Task> Copy out the lines of the material below word for word, from the line containing "Where can you see the fish anal" through the end of the material.

Given records>
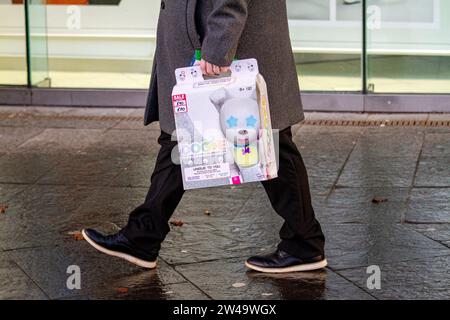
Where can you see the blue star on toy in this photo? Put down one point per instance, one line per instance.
(232, 122)
(251, 121)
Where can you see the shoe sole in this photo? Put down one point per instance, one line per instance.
(127, 257)
(300, 268)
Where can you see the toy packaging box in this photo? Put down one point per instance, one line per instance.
(223, 127)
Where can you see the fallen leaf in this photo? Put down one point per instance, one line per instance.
(77, 235)
(379, 200)
(177, 223)
(122, 290)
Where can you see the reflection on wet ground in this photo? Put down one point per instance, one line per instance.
(381, 193)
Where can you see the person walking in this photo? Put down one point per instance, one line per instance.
(223, 30)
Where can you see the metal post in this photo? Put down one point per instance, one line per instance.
(364, 48)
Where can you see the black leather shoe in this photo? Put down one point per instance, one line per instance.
(118, 245)
(282, 262)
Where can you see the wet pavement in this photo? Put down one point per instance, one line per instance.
(63, 169)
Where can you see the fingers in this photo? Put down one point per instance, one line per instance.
(216, 69)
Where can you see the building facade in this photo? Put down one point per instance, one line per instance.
(354, 55)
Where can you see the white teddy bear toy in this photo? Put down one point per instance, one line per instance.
(240, 123)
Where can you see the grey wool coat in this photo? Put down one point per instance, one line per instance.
(233, 28)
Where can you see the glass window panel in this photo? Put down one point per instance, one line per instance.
(13, 66)
(408, 46)
(37, 43)
(101, 43)
(327, 43)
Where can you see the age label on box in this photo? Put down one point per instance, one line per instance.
(207, 172)
(179, 103)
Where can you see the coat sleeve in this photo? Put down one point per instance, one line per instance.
(224, 28)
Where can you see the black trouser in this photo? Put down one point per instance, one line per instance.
(301, 234)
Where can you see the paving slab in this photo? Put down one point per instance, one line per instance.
(237, 283)
(436, 145)
(12, 137)
(364, 205)
(429, 205)
(15, 284)
(433, 172)
(361, 171)
(101, 276)
(26, 168)
(422, 279)
(93, 169)
(354, 245)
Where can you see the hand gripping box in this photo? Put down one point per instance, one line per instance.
(223, 126)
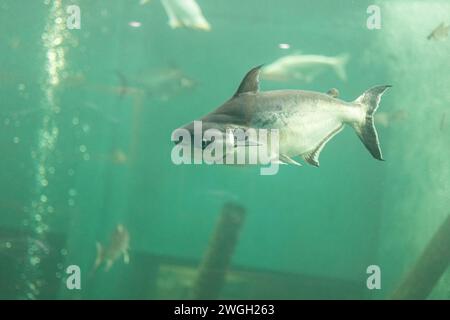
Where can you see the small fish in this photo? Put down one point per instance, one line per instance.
(306, 120)
(117, 247)
(185, 13)
(443, 122)
(303, 67)
(161, 84)
(440, 32)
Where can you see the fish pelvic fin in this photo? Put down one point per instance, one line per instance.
(365, 129)
(339, 66)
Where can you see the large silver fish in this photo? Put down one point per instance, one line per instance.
(305, 120)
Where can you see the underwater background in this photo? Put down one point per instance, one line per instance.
(86, 117)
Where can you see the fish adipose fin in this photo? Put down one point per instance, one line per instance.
(250, 83)
(366, 130)
(285, 159)
(333, 92)
(312, 157)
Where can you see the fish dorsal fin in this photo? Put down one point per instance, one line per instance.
(250, 83)
(333, 92)
(312, 157)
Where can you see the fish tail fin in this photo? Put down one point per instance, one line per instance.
(339, 66)
(365, 129)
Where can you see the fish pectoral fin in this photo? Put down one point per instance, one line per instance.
(333, 92)
(287, 160)
(250, 83)
(312, 157)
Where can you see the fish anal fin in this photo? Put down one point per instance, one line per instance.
(312, 157)
(250, 83)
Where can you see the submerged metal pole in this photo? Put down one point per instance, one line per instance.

Answer to this problem>
Where can you see the fish anal fin in this photo? Put down one point per instance, one line per instance.
(312, 157)
(250, 83)
Where can you see the submerged metal pole in this photo? Put down one point per instance, one line per instance.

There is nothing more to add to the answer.